**Page extract:**
= = =

# ?? about bakeries



## w.debord (Mar 6, 2001)

The last couple weeks I've been working at a local bakery for a change of pace....I want to learn production from a bakeries perspective. Now I have a couple questions and there not knocks on quality just honest questions.

First, this place buys in everything practically. Their a small time Mom & Pop shop, no one there has any real skills (no fine baking they don't even have chocolate in stock), everyone mixes, bakes, finishes products. From scratch so far I've only noticed cookies, buttercream and maybe danish but I'm not sure about that (I saw a bag that said danish dough). So my question is about costs.

When I costed out my scratch cakes vs. mixes there was a huge difference. I understand the point is consistancy, but just how expense are these purchased products. Can you save money by buying in (labor$ is that the point?)?

Another weird question is about weight. They only have 2- 20 qt mixers, one that can't mix anything tougher then whip cream. So I mentioned a large mixer would greatly cut down on work time. The answer I got was this is an old building and the flour wouldn't take a heavier mixer.....BUT they have a double convection next to their 6 burner stove. Surely the weight of those items isn't less then a mixer, right?

Just trying to make sense of somethings that don't add up to me....

= = =

**Supplied data:**
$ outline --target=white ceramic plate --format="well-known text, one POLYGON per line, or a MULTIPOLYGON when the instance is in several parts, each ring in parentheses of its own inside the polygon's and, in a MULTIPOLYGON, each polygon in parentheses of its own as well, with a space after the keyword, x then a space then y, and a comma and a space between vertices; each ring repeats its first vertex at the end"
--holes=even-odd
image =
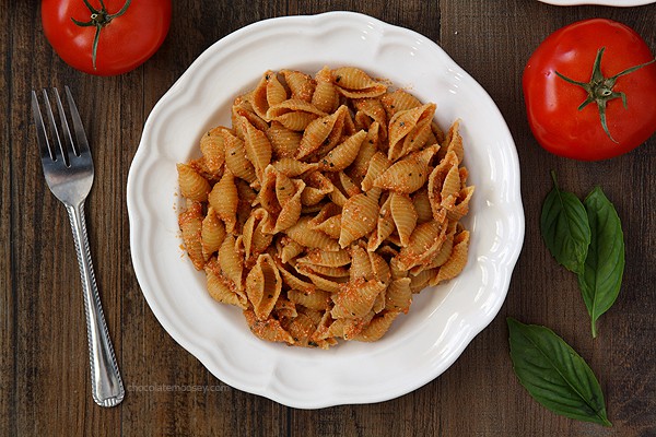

= = =

**Tasks to complete:**
(a) From the bakery forum post above, output the stretch from "When I costed" through "that the point?)?" with no changes.
(b) Summarize the bakery forum post above in two sentences.

**Results of the exercise:**
(a)
When I costed out my scratch cakes vs. mixes there was a huge difference. I understand the point is consistancy, but just how expense are these purchased products. Can you save money by buying in (labor$ is that the point?)?

(b) After a couple of weeks working at a small local bakery that buys in nearly everything, the writer asks whether purchased products actually save money compared with scratch baking, possibly through lower labor costs. The writer also questions the claim that the old building could not take a heavier mixer, since the shop already has a double convection oven next to a six-burner stove.